---------- SUPPLIED ENTRIES ----------

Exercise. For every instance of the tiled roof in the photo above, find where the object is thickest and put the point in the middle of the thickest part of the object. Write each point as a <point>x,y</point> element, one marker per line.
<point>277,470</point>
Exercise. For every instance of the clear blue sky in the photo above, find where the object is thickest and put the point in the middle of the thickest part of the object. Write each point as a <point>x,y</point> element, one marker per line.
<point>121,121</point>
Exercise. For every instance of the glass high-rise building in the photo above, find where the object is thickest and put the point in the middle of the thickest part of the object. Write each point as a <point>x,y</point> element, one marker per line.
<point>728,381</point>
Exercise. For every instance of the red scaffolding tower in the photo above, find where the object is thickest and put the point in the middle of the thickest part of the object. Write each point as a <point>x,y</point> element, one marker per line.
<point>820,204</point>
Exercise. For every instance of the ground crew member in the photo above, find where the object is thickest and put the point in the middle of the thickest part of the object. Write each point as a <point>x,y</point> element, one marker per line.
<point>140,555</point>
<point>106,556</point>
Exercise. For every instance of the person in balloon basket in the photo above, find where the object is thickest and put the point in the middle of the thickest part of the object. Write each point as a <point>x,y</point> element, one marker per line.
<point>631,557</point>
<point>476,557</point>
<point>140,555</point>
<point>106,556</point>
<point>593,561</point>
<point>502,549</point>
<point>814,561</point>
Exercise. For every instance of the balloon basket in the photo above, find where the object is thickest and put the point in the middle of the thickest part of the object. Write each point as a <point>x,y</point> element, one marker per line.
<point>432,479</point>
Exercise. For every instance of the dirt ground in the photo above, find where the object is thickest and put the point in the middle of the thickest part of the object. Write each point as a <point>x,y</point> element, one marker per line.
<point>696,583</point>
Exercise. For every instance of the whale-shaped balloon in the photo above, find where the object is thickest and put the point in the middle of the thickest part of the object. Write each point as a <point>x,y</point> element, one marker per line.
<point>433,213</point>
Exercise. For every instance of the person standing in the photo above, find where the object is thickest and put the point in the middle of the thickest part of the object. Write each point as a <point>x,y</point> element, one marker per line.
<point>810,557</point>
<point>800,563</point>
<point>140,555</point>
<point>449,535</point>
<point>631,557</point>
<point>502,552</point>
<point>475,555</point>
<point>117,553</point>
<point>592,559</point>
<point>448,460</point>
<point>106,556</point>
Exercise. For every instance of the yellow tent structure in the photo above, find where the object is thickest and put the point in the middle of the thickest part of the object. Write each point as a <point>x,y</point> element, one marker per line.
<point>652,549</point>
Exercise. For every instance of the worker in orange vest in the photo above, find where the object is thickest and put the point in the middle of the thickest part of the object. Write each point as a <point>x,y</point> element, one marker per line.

----------

__TO DO__
Rewrite all of the records above, changing each "thickest" to "widest" and leaving everything else untouched.

__EXERCISE RESULT__
Exercise. For every instance of the tiled roof in the photo above, find where the object is widest and put the point in the middle of the widest part of the object. Write each point as a <point>x,y</point> element, one marker per line.
<point>277,470</point>
Exercise. For every instance of the clear blue sky in the photo above, find where the object is widest and put the point in the middle of the widest part of the object. Write each point as a <point>x,y</point> element, one marker per line.
<point>121,121</point>
Exercise. For every instance of the glass high-rise building in the photo above, find where the object is widest and put the point in the middle of the widest part of the object. Write each point as a <point>x,y</point> element, one marker per line.
<point>728,381</point>
Exercise. For every instance of the red scaffolding tower in the photo above, find where the object is widest and put the point in the middle of the widest part of the object. Write each point as a <point>x,y</point> element, one marker per line.
<point>820,204</point>
Exercise. For every instance of the ground crew member in the photo above, find where the object is widest and put the point in the middle of the widest part of the object. Write each point as a <point>x,y</point> element, one marker per line.
<point>140,555</point>
<point>106,556</point>
Exercise. For every instance of the person in balloon basket in the photo above, find where the object is widest and put the point in the middle of the widest part of the object. Write each point as a <point>x,y</point> element, one marker per line.
<point>631,557</point>
<point>476,557</point>
<point>140,555</point>
<point>106,556</point>
<point>593,561</point>
<point>502,549</point>
<point>814,561</point>
Exercise. For every instance of the balloon basket in the photo above, find where the object is widest and put the point in the middle of the widest part of the object. Write each point as a <point>x,y</point> element, one marker per line.
<point>432,479</point>
Exercise. For every instance of the dirt ground in the photo above, find where the object is widest and put the point in the middle of the widest part of the object. Write each point as a <point>x,y</point> element, one marker per line.
<point>696,583</point>
Exercise. For every instance of the whale-shaped balloon in the photo above, find where the object is widest and put the point in the middle of the widest part of the object. Write each point as a <point>x,y</point> element, one marker per line.
<point>433,213</point>
Exercise. For every instance of the person standing in the photo above, find where the object is widest and put the point in the middle of the widest part of the object. Write each point as a <point>x,y</point> element, one marker per line.
<point>810,557</point>
<point>800,563</point>
<point>140,555</point>
<point>449,535</point>
<point>631,557</point>
<point>502,552</point>
<point>475,555</point>
<point>117,553</point>
<point>592,559</point>
<point>448,460</point>
<point>106,556</point>
Exercise. For every instance of the yellow tent structure in the photo above, find where the object is widest and put the point in the middle of the widest part of the object. Write each point as a <point>x,y</point> element, one marker per line.
<point>652,549</point>
Exercise. For every instance of the worker in orange vest in the photo above, find where the object is widest and put the point in the middle of the widest part of the object. Write each point as a <point>x,y</point> element, one marker per line.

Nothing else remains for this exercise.